◆ **REQUIRED TASK 1**:
According to the re:Invent keynote summary, on what date did Dr. Sivasubramanian give his keynote?

--- Start of SOURCE DOCUMENT ---

AWS re:Invent 2022 – Swami Sivasubramanian and Data in the Organization
With the amount of data organizations collect paired with tools to store, analyze, and make predictions from that data, it’s tempting to think of data functioning in an organization as it would in the brain. That’s the goal in many ways, but we aren’t quite there yet, says AWS VP of Data and Machine Learning Dr. Swami Sivasubramanian.
In the second full day of AWS re:Invent, Dr. Sivasubramanian talked about the core components of a modern data strategy and how AWS is working to support organizations in those areas. Here are the highlights from his keynote on November 30, 2022.
Driving innovation with cues from neuroscience
It’s not uncommon for data scientists to take inspiration from neuroscience, and Dr. Sivasubramanian jumped right into sharing his vision for how organizations can utilize data more in the way that a human brain does.

--- End of SOURCE DOCUMENT ---
--- Start of RECORDS SHOWN ---

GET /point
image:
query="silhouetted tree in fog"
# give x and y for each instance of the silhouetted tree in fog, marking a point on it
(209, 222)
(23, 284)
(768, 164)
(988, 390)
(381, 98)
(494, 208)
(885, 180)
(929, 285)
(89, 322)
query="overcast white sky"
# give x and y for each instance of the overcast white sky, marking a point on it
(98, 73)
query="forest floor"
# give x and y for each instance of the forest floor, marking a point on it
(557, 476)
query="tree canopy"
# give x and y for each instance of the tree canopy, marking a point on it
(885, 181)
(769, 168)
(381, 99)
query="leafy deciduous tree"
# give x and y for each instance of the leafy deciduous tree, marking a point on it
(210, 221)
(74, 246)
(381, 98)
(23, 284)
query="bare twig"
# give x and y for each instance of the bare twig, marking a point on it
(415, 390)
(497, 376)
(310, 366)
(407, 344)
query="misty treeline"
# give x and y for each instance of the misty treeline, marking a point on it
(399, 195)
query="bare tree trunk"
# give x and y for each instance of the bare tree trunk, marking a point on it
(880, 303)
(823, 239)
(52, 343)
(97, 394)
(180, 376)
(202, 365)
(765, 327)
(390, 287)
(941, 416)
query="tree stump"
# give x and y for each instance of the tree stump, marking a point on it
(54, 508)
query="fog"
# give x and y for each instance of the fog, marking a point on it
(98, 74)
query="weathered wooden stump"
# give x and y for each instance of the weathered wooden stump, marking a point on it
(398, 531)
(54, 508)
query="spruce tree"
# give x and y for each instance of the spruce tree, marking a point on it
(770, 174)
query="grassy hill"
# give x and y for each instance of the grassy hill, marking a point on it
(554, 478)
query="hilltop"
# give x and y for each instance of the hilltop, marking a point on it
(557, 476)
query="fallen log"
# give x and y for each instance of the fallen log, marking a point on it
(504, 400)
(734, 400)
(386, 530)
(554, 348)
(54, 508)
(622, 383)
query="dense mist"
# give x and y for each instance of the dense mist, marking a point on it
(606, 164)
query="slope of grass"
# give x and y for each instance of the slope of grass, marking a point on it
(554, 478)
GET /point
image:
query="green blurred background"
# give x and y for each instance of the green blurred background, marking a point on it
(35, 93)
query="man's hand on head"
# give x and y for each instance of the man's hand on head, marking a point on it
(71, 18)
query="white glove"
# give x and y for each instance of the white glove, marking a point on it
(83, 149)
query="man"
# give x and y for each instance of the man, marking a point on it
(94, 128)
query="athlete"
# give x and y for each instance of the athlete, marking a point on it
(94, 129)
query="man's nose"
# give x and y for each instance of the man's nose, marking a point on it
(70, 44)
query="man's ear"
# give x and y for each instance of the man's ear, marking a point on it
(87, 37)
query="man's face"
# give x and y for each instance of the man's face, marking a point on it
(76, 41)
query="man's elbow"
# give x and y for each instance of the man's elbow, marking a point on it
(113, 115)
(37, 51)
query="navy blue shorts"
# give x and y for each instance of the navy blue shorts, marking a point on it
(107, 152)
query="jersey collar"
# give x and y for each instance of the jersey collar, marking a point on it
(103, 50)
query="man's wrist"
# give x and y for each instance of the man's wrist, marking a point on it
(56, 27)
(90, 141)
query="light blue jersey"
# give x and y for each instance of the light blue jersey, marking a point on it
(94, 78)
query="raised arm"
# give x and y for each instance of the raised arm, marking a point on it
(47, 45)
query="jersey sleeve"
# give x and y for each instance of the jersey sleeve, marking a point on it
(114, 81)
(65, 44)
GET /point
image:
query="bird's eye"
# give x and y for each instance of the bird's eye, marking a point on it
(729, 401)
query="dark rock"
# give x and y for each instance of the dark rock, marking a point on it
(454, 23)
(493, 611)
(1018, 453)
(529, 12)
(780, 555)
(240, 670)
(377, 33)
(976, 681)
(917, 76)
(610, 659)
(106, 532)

--- End of RECORDS SHOWN ---

◆ **REQUIRED TASK 2**:
Pull out every line in the rows above that contains the string "leafy".

◆ **RIGHT ANSWER 1**:
November 30, 2022.

◆ **RIGHT ANSWER 2**:
query="leafy deciduous tree"
# give x and y for each instance of the leafy deciduous tree, marking a point on it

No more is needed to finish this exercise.